Dataset entries:
======
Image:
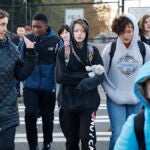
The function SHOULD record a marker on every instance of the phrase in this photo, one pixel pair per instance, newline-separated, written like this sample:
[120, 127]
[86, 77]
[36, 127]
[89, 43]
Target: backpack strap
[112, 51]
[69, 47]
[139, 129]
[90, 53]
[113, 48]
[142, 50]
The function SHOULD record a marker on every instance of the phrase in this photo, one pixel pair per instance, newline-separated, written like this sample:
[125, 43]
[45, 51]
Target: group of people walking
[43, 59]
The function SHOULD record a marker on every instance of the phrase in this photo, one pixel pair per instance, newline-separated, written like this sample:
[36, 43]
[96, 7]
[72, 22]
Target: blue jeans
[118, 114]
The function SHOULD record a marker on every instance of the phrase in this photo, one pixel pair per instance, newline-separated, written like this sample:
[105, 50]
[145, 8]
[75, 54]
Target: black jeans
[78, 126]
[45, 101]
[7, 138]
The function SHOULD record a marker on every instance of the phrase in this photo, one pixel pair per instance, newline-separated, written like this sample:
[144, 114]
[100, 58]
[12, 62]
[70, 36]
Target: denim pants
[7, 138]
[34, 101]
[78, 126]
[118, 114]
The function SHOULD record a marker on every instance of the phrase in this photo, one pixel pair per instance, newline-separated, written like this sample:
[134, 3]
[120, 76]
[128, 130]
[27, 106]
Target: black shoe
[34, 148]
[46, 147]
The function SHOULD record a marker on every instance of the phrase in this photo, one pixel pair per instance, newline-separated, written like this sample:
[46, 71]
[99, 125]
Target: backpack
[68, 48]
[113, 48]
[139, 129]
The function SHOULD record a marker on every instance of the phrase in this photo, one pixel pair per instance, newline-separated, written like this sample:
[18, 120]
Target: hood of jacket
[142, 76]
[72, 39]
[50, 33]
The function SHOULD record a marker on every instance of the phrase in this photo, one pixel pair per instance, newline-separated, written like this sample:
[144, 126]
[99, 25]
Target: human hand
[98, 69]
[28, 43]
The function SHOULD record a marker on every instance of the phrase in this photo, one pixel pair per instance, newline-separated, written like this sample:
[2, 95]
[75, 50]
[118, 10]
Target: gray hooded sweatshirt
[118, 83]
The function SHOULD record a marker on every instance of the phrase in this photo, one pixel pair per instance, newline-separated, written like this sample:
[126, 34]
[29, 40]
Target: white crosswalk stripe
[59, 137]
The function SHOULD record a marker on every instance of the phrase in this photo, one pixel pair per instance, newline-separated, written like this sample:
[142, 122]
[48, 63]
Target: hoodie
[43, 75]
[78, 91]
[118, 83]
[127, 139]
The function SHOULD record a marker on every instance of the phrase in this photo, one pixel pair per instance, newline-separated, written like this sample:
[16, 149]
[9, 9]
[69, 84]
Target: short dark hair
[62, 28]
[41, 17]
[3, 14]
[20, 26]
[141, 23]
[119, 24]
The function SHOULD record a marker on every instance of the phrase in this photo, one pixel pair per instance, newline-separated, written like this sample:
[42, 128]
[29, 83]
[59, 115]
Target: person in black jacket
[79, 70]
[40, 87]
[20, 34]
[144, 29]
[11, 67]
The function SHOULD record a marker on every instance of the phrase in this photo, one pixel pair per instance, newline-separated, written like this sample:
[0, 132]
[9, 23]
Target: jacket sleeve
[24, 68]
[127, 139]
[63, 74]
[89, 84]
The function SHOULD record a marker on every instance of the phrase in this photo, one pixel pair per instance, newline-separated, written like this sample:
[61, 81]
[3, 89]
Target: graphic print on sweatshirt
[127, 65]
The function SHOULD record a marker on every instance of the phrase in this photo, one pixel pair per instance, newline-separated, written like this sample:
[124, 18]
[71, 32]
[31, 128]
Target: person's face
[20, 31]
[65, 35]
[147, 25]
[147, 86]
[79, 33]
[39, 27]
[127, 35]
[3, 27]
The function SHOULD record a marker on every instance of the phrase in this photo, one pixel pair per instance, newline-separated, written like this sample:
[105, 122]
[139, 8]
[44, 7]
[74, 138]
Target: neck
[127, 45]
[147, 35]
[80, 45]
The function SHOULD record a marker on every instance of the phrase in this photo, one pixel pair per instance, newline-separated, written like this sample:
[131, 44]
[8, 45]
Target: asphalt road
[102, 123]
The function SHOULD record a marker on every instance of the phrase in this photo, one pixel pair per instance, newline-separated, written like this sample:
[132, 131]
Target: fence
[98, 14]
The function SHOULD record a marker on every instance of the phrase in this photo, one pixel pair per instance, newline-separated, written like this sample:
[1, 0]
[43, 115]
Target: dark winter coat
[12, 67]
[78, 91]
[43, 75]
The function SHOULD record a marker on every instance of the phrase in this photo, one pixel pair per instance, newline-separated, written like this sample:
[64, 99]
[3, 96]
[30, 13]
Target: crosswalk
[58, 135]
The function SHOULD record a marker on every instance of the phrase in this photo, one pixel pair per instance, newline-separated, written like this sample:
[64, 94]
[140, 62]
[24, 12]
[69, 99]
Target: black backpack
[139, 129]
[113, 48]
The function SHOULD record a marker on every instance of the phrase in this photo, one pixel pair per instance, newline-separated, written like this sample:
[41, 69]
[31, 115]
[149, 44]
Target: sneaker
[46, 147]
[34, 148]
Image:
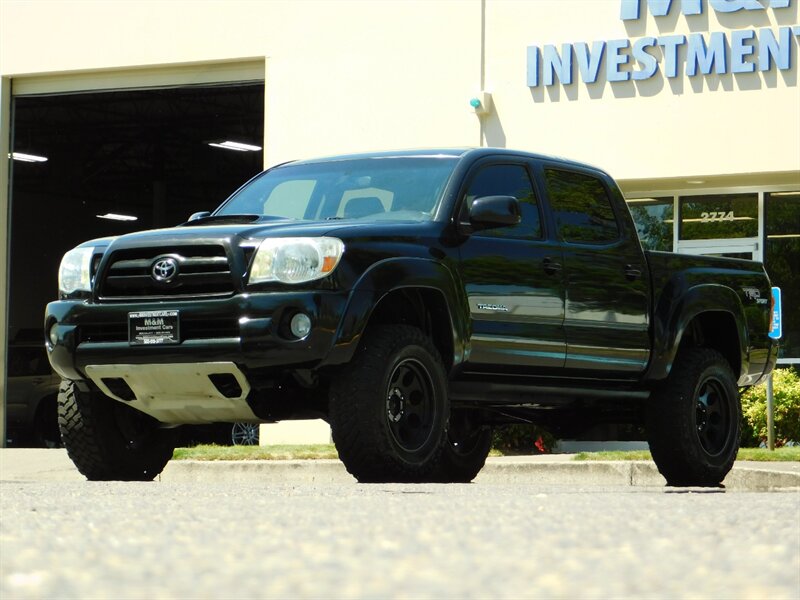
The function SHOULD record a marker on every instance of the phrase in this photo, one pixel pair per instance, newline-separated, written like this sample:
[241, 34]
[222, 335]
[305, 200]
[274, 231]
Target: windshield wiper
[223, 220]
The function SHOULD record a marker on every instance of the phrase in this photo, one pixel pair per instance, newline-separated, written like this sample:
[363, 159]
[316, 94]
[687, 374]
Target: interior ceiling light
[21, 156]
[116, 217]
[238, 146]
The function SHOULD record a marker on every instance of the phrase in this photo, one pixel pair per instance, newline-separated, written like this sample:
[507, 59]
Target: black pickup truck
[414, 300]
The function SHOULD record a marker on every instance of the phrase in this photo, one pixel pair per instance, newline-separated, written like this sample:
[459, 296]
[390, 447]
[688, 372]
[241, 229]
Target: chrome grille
======
## EXERCISE INSTRUCTIONS
Each line above is to be copied verbatim. Drop any image from the copy.

## THE RESPONSE
Image:
The function SHOULD record a marker on every instance of the phrase in this photo, one pixel pair per instance, newline-separated, written like this sample:
[120, 127]
[86, 77]
[36, 127]
[89, 43]
Target: backpack strap
[112, 51]
[69, 47]
[139, 129]
[90, 53]
[113, 48]
[142, 50]
The function SHOULD record a marker on every instance of the phrase in this photo, one pixel pair per instance, newline-separated, written like this sample:
[125, 43]
[45, 51]
Target: group of people walking
[43, 59]
The function SHOULD record a marker on every instance of the phrase in this photo, one pixel pair per instance, newline-separated, written like this sample:
[36, 43]
[96, 7]
[72, 22]
Target: blue jeans
[118, 114]
The function SHOULD record a marker on every instance of the phrase in this photo, one pixel pair per instance, newline-separated, written like this sample:
[105, 50]
[145, 8]
[75, 54]
Target: black jeans
[78, 126]
[45, 101]
[7, 138]
The function SHOULD record a marker on every instance of the phrase in this photo, one pixel pair per instance, newline-separated, written like this sample:
[144, 114]
[100, 58]
[12, 62]
[70, 36]
Target: denim pants
[7, 138]
[34, 101]
[78, 126]
[118, 114]
The function SHOULD record a marker on every instance of the phrase in this photo, one pixel pair per instance, newline-separated, written like this sample:
[134, 3]
[120, 76]
[128, 130]
[27, 106]
Target: black shoe
[34, 148]
[46, 147]
The function SHOULD record a marker on every instance of the phrase in this photo, one pixel pair per instance, newline-separated, written like this sample:
[46, 71]
[99, 125]
Target: backpack
[68, 48]
[113, 48]
[139, 129]
The function SHOULD record a marker on every instance of the phrase in this photo, one pixel pair per instance, newline-separated, written like this sample:
[18, 120]
Target: hood of jacket
[142, 76]
[72, 39]
[50, 33]
The function SHOULD record a marker on every instance of the phrase in this photo, one pixel pair per instance, newline-separated, written like this sample:
[144, 126]
[99, 25]
Target: human hand
[98, 69]
[28, 43]
The function SHOULD record a marker on every instance of the phrase in this photo, one pixel pair per instance, newline-separated, written like this sample:
[2, 95]
[75, 50]
[118, 10]
Target: gray hooded sweatshirt
[118, 83]
The function SHOULD record a marker on every instance of the phrase in this photo, one pixel pair per instance, newline-separated, written like this sample:
[126, 34]
[29, 40]
Target: white crosswalk stripe
[59, 137]
The function SHOULD record a marker on every instance of the phrase in this photo, one pixel pair per instance, newline-separated, written like this sample:
[142, 122]
[48, 63]
Target: hoodie
[43, 75]
[78, 91]
[118, 83]
[127, 139]
The function SHOULD record a marker on every instance of the phrase in this photo, one pixel pair per instance, newline-separated, written like this sample:
[16, 149]
[9, 9]
[69, 84]
Target: short dark hair
[62, 28]
[41, 17]
[3, 14]
[20, 26]
[141, 23]
[119, 24]
The function SHOULD record a marker on every instance of the phrase in this photo, one pixel pair per instance, newline-separated, written like this sample:
[42, 128]
[29, 83]
[59, 115]
Target: person in black jacket
[79, 70]
[40, 87]
[20, 34]
[144, 29]
[11, 67]
The function SHOULD record a marker on every instance of the phrase in this photo, one pixel pair per instance, newline-separated, written like this sample:
[0, 132]
[9, 23]
Target: jacket sleeve
[24, 68]
[127, 139]
[63, 74]
[89, 84]
The function SHOULD record a marker on every instance of the phrase in this photo, one pixel pair per instance, newline-separated, written like this sample:
[61, 81]
[3, 89]
Target: graphic print on sweatshirt
[127, 65]
The function SHOULD record a marker on every instance of the phrase in this photo, one pixel pair per instance, newline-separated, written like this sample:
[124, 18]
[71, 32]
[31, 128]
Target: person's face
[20, 31]
[65, 35]
[147, 25]
[147, 86]
[79, 33]
[39, 27]
[127, 35]
[3, 27]
The function SHOULD record a marker on every instance of the phrase in this photo, one pixel pair per instance, newline-separated, written like this sample:
[105, 122]
[139, 8]
[44, 7]
[74, 138]
Target: neck
[127, 45]
[147, 35]
[80, 45]
The function SHOULD record a marker on every instance of the phrase in this photo, one pixel pair per instance, newline-separated, written like this sample:
[131, 44]
[8, 45]
Target: asphalt road
[102, 123]
The function SHOULD record a marker on every instance of the phrase in this photo, one pixel pair per instance, newline-separated, written like this sample:
[132, 131]
Target: fence
[98, 14]
The function SHOULD record a marker on every instance of the phrase in this photo, one pixel pair per instance, newline-separated, written like this sample:
[1, 0]
[43, 115]
Target: dark winter coat
[12, 67]
[78, 91]
[43, 75]
The function SHOULD record a marker on every instance of the phrase in this photo, one pixel pair per instance, newline-separated, written like this sample:
[64, 99]
[3, 96]
[30, 13]
Target: crosswalk
[58, 135]
The function SHOULD record a marker on every instance of the phrase in this photo, one pixel pair per instance, newline-separated, written like this sample:
[64, 94]
[140, 62]
[24, 12]
[69, 99]
Target: black backpack
[139, 129]
[113, 48]
The function SHOULD record a marker on every instance of the phrase in this photo, one pixel pair per instance, newline-separated, written like this sample:
[41, 69]
[31, 115]
[149, 44]
Target: sneaker
[46, 147]
[34, 148]
Image:
The function SHOULD record a marker on every instance of the phrase in this photo, one pixel pair per instance, newline-separated, written like this sample:
[241, 34]
[222, 335]
[305, 200]
[274, 231]
Target: windshield wiper
[223, 220]
The function SHOULD record a marker on every instance of the phrase in this photo, one pixel pair per instance, newline-separated, written like this sample:
[363, 159]
[316, 94]
[687, 374]
Target: interior ceiling light
[21, 156]
[116, 217]
[238, 146]
The function SHOULD record a marker on every instance of the phrase in this photo, one pixel pair per instance, newline-separated, written like this sample:
[507, 59]
Target: black pickup truck
[414, 300]
The function SHOULD record a marker on every instance of the phrase in this photo, one pixel pair per instance, newline-separated, written like this sample:
[459, 296]
[390, 447]
[688, 372]
[241, 229]
Target: chrome grille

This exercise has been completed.